→ **Task prompt**: Write out each of the entries below word for word, omitting the pictures.

□ □ □

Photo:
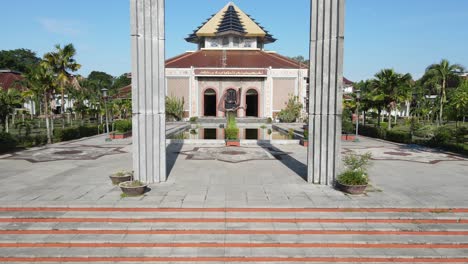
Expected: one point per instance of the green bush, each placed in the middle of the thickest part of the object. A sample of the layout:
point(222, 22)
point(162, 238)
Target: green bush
point(193, 119)
point(356, 173)
point(371, 131)
point(66, 134)
point(350, 177)
point(174, 108)
point(123, 126)
point(347, 126)
point(398, 136)
point(7, 142)
point(74, 133)
point(231, 131)
point(292, 111)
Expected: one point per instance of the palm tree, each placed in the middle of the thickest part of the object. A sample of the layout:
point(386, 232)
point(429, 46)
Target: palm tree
point(442, 72)
point(390, 88)
point(9, 100)
point(63, 63)
point(42, 82)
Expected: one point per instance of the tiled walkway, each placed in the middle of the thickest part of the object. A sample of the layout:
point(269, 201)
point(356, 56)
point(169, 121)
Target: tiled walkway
point(219, 209)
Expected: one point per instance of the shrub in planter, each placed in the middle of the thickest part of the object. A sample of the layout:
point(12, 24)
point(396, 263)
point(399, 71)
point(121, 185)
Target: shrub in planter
point(398, 136)
point(355, 179)
point(133, 188)
point(121, 176)
point(123, 126)
point(232, 131)
point(193, 120)
point(7, 142)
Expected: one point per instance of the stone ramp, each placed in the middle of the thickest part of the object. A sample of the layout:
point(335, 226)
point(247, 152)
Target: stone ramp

□ □ □

→ **Result for this task**:
Photo:
Expected: one point per instance of the green bush, each placed in the middle of the thickest part of the object. A sample of the layout:
point(222, 22)
point(162, 238)
Target: green bush
point(193, 119)
point(356, 173)
point(371, 131)
point(66, 134)
point(350, 177)
point(174, 108)
point(123, 126)
point(347, 126)
point(398, 136)
point(7, 142)
point(74, 133)
point(231, 131)
point(292, 111)
Expected: one point per instance of the palm tree, each placed in the middle of the thickest part of the object. A sample of the layout:
point(386, 232)
point(429, 46)
Target: palm tree
point(442, 72)
point(390, 88)
point(9, 100)
point(63, 63)
point(42, 82)
Expected: one point per instance of the tiled walkway, each placed in the middle of the thickest part of the object. A sample of the layout:
point(269, 201)
point(356, 56)
point(169, 121)
Target: tiled walkway
point(219, 209)
Expected: one point per instance of the shrub in planter, each placed in the middle of the thickest part of the object. A sample of the layout:
point(12, 24)
point(396, 263)
point(399, 71)
point(121, 185)
Target: shrub in planter
point(398, 136)
point(355, 179)
point(133, 188)
point(121, 176)
point(123, 126)
point(232, 131)
point(193, 120)
point(7, 142)
Expected: one point per instance of the stone ramp, each placed in the middle of the thickest part of the object. A sample of the layout:
point(335, 226)
point(247, 152)
Target: stone ramp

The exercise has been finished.